━━ Data supplied

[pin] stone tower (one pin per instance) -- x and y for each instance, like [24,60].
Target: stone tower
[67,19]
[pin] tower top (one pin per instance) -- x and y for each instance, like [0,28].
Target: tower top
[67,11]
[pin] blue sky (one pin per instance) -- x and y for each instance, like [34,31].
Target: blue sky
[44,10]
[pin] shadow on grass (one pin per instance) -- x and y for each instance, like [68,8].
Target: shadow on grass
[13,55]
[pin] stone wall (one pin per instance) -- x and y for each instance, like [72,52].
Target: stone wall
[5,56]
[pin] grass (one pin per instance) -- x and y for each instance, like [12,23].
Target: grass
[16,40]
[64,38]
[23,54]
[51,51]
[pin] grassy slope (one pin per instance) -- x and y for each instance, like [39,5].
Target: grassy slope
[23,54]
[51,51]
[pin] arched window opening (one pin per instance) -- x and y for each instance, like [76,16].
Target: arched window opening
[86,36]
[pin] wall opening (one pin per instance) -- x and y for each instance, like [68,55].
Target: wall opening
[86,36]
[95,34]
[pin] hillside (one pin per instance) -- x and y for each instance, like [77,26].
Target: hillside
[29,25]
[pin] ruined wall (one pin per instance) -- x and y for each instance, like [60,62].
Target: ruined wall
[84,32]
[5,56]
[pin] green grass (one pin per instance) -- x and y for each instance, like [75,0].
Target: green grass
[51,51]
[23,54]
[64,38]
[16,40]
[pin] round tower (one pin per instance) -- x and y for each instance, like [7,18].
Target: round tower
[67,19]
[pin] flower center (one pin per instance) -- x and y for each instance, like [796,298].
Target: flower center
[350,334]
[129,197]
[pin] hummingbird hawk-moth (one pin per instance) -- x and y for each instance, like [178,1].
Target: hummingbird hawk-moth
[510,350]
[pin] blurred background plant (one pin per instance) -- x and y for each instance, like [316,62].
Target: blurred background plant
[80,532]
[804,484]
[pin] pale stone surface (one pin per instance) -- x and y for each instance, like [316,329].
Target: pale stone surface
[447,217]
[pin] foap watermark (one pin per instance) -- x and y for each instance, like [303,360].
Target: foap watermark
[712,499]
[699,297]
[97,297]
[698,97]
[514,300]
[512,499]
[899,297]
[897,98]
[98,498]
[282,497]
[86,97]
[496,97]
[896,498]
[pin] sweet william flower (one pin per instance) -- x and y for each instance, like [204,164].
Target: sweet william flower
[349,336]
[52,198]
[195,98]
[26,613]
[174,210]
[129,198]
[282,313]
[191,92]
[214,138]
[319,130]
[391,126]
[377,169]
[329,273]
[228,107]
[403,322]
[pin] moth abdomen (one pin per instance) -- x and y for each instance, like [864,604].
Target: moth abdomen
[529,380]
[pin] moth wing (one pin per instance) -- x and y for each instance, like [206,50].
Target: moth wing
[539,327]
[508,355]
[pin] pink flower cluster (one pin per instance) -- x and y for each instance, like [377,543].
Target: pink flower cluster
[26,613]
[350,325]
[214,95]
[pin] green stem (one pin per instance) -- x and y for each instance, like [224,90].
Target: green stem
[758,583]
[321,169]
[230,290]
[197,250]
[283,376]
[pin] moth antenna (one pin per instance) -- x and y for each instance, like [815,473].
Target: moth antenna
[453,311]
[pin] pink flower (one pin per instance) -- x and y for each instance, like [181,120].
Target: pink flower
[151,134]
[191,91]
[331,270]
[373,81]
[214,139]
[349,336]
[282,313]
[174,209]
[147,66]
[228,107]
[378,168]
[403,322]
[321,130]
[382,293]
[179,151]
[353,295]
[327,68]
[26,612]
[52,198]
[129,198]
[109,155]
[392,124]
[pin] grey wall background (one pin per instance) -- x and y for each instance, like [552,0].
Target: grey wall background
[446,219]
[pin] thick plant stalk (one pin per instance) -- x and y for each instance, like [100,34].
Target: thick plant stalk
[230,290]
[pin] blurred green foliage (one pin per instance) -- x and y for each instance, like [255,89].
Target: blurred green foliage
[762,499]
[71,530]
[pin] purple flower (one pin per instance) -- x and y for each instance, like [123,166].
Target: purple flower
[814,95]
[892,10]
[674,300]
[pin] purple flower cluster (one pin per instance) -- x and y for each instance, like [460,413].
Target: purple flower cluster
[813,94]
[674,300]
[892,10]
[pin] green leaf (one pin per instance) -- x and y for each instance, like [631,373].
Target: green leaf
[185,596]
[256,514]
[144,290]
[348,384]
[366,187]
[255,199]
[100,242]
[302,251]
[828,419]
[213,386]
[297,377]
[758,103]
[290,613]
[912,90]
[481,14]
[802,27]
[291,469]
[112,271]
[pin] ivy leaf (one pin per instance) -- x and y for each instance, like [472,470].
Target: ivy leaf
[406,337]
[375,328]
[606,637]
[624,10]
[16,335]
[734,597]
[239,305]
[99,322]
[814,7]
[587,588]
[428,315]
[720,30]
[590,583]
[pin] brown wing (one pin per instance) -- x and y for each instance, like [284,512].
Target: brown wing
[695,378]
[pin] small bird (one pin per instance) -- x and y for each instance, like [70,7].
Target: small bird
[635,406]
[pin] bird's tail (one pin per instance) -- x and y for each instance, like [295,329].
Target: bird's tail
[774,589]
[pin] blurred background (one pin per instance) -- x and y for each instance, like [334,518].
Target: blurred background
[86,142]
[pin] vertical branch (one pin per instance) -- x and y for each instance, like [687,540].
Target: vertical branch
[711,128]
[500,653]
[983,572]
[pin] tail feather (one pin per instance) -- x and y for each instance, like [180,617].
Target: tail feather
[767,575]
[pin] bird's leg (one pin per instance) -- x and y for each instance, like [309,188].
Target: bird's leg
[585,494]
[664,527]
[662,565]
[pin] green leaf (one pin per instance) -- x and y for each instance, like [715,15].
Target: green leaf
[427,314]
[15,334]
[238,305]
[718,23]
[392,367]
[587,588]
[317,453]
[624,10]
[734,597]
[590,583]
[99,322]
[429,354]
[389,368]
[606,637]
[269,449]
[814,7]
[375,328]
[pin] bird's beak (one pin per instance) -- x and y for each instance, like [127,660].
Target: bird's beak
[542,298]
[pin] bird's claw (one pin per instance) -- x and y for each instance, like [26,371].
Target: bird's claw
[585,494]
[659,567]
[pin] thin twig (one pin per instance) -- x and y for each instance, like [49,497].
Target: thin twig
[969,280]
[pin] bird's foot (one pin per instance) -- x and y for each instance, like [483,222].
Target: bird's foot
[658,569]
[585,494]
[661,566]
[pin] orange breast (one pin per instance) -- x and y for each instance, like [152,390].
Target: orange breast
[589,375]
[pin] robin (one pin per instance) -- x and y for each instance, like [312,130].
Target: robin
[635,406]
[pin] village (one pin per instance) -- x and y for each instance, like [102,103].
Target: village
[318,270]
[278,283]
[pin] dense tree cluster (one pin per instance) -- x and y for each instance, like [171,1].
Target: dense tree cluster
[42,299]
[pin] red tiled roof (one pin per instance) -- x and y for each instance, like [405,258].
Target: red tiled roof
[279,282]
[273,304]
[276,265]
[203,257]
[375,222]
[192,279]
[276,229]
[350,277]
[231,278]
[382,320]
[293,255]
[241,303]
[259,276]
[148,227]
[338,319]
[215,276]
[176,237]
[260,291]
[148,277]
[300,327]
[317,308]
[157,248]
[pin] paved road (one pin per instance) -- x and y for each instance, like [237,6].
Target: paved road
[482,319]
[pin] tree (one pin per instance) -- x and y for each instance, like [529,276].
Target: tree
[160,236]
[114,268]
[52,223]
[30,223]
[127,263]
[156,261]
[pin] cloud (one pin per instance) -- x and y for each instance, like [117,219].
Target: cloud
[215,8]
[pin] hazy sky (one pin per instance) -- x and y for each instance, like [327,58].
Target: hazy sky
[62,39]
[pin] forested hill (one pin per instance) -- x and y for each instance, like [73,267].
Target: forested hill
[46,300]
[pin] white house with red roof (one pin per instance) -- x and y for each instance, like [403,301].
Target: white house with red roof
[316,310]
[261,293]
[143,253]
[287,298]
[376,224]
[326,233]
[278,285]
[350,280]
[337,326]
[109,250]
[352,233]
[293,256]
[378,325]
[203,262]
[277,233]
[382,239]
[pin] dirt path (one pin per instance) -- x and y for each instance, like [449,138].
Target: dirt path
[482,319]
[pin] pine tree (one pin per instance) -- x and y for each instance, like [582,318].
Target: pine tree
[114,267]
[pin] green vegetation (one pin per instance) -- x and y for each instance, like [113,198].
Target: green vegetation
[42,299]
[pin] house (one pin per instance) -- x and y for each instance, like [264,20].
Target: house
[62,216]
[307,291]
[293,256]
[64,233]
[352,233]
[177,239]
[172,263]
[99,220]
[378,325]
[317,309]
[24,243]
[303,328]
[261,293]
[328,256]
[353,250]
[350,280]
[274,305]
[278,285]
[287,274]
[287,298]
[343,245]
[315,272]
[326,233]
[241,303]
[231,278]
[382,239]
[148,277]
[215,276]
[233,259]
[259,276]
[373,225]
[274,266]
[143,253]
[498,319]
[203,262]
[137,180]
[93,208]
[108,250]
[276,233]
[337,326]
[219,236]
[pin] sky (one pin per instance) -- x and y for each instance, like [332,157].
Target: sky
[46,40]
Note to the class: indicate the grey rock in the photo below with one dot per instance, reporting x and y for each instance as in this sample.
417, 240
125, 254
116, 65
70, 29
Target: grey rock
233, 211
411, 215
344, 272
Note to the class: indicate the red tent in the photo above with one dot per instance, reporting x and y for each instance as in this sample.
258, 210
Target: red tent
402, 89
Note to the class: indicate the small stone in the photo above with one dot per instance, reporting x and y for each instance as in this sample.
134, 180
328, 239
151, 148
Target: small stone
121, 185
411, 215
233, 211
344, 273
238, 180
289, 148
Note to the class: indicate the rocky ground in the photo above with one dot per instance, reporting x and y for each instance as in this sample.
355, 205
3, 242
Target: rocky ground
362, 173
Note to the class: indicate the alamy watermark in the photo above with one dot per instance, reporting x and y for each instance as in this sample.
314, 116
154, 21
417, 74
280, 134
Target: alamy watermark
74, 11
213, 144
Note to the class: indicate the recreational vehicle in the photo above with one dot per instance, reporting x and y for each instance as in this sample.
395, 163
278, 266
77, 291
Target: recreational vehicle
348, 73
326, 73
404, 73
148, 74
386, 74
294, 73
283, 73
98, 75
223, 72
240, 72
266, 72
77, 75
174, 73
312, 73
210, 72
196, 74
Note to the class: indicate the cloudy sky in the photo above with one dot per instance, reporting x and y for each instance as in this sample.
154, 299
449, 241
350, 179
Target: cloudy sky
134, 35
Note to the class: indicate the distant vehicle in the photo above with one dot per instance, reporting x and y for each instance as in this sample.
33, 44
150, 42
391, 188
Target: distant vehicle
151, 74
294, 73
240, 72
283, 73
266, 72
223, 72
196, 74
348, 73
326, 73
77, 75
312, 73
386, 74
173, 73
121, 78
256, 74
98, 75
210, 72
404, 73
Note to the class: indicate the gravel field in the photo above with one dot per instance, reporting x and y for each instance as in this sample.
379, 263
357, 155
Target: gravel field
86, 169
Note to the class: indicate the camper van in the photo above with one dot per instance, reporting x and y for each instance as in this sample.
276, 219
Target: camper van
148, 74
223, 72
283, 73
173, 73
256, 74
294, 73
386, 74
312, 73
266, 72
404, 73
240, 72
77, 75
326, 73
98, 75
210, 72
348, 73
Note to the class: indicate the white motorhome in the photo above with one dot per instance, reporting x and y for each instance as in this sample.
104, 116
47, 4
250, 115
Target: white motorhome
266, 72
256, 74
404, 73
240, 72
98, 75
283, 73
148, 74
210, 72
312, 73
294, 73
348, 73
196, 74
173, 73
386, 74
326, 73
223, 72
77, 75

━━━━

Work order - All lines from the one containing "Note to the class: indicate the small" to the end of the records are to be duplicated exactly, and no other lines are to be given.

Reply -
Note to the class: indicate the small stone in the photo above with one dot per instance, reporting x and y for each instance as in this sample.
134, 180
328, 239
151, 148
Target: small stone
121, 185
411, 215
233, 211
344, 273
238, 180
289, 148
Note to the class: indicate the rocky ground in the photo above with one dot per instance, reporting x and y for each instance as in this sample.
355, 205
3, 242
Target: rocky ground
362, 173
Note to the class: indicate the alamy watermark in the photo above with one dot per instance, reporting x and y for each instance as in this sample.
314, 116
154, 21
417, 74
280, 134
Target: alamy watermark
74, 11
213, 144
Note to the class: indicate the recreational vehicle in the photo above with one dot per instance, reporting x and y for each instance as in this sample.
395, 163
278, 266
77, 291
Target: recreational vehicle
348, 73
326, 73
404, 73
148, 74
386, 74
294, 73
283, 73
98, 75
223, 72
240, 72
266, 72
77, 75
174, 73
312, 73
210, 72
196, 74
Note to the class: indicate the cloudy sky in the photo above with one dot per instance, reporting x and y for each instance as in this sample.
154, 299
449, 241
350, 179
Target: cloudy sky
134, 35
Note to the class: indicate the distant vehicle in the photo above with one dot per instance, reporting x and y for each instance as in this sample.
33, 44
150, 42
391, 188
Target: distant vehicle
151, 74
294, 73
240, 72
283, 73
266, 72
223, 72
196, 74
348, 73
326, 73
77, 75
312, 73
386, 74
173, 73
121, 78
256, 74
98, 75
210, 72
404, 73
Note to the class: indicate the gravel field in the photo above with one dot per instance, reporting x and y for each instance as in this sample.
379, 263
357, 155
Target: gravel field
86, 169
Note to the class: indicate the camper van in the photo above with one dot per instance, reporting x and y for each instance as in this sample.
276, 219
Target: camper van
148, 74
223, 72
283, 73
173, 73
256, 74
294, 73
386, 74
312, 73
266, 72
404, 73
240, 72
77, 75
326, 73
98, 75
210, 72
348, 73
Note to the class: indicate the white motorhome in the photo above with one dot per instance, reporting x and y for each instance as in this sample.
104, 116
47, 4
250, 115
Target: white motorhome
266, 72
256, 74
404, 73
240, 72
98, 75
283, 73
148, 74
210, 72
312, 73
294, 73
348, 73
196, 74
173, 73
386, 74
326, 73
223, 72
77, 75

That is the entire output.